PAGINAFRAGMENT:

========================================================================

Een eigenzinnige kijk op kolonialisme, slavernij en migratie
Het zwart-wit denken voorbij
PIETER DE JONGE - 6 MAART 2018 - 16:08
De ondertitel zegt genoeg. Emeritus-hoogleraar geschiedenis aan de Universiteit Piet Emmer mengt zich met Het zwart-wit denken voorbij. Een bijdrage aan de discussie over kolonialisme, slavernij en migratie (Amsterdam, 2017) in een debat over drie onderwerpen die veel reacties losmaken in het publieke debat. Een bijltje waarmee Emmer eerder heeft gehakt: toen hij in een studie concludeerde dat Nederland nauwelijks had verdiend aan de slavenhandel, kreeg hij kritiek.
Het boek telt vijf hoofdstukken. Na de inleiding volgen afzonderlijke hoofdstukken over kolonialisme, slavernij en migratie. Deze drie onderwerpen komen bij elkaar in het slothoofdstuk. Op de eerste pagina’s staat de tekst afgedrukt van de Johan de Wittlezing die de auteur 26 oktober uitsprak in Dordrecht. De centrale gedachte wordt weergegeven in een citaat:
‘The past is a foreign country, they do things differently there.’ (13)
Cultureel antropologen en sociologen worden geacht culturen, samenlevingen en groepen te beschrijven zoals die waargenomen worden. Wanneer de onderzoeksobjecten andere opvattingen vertonen dan (de samenleving en/of de sociale kring van) de onderzoeker, hoort de onderzoeker de eigen opvattingen buiten beschouwing te laten. Andere landen, andere zeden.

========================================================================

INVOERGEGEVENS:
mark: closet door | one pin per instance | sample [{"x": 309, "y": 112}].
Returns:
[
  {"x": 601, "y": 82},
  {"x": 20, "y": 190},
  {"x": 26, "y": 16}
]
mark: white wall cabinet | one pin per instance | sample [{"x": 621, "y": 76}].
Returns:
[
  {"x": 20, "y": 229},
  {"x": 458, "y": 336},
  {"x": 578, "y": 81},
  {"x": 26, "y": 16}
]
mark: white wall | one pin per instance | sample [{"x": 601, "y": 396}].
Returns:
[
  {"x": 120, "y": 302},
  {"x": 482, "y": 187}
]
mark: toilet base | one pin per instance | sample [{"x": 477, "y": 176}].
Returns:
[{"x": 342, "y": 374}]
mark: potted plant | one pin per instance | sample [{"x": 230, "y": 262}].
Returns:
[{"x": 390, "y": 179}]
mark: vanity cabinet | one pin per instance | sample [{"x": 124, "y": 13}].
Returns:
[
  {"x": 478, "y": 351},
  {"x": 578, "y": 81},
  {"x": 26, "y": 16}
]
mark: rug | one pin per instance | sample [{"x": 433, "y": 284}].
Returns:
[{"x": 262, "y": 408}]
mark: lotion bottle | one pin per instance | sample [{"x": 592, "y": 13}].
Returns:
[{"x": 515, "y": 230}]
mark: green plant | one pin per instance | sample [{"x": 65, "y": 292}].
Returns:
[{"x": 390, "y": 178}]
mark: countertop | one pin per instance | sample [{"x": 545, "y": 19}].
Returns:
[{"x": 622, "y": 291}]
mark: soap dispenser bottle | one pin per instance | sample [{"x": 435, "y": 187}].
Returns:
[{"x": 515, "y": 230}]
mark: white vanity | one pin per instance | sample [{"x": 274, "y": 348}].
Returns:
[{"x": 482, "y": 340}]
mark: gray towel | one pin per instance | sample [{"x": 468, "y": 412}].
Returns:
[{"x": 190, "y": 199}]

========================================================================

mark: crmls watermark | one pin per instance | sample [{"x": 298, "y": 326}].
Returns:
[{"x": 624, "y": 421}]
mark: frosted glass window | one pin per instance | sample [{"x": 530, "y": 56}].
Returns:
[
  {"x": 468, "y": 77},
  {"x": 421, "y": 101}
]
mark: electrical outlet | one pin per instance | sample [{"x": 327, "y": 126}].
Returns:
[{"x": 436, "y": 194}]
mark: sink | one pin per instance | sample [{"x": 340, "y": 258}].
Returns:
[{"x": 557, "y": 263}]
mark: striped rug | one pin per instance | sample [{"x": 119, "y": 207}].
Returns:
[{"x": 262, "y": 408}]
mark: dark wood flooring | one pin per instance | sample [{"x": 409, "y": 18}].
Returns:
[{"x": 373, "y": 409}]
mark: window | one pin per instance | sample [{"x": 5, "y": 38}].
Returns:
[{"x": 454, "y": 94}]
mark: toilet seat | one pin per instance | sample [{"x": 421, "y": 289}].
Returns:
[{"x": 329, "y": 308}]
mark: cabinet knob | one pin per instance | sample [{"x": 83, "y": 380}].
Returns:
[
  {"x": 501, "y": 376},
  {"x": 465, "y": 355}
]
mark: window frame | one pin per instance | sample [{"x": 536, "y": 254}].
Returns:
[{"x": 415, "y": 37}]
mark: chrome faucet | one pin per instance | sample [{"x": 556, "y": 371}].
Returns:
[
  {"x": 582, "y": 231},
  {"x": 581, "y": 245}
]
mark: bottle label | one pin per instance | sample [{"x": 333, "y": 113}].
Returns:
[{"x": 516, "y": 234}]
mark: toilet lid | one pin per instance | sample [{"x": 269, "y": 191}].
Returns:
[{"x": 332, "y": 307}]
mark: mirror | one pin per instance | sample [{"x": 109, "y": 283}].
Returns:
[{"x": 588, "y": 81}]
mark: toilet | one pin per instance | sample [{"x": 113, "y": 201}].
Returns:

========================================================================

UIT TE VOEREN TAKEN:
1. Noem de vijf hoofdstukken van het boek zoals het paginafragment ze beschrijft.
2. In welke plaats sprak de auteur volgens het paginafragment de Johan de Wittlezing uit?
De gegevens in de lijst zijn hier niet nodig.

OPLOSSINGEN PER TAAK:
1. De inleiding, het hoofdstuk over kolonialisme, het hoofdstuk over slavernij, het hoofdstuk over migratie en het slothoofdstuk.

2. In Dordrecht.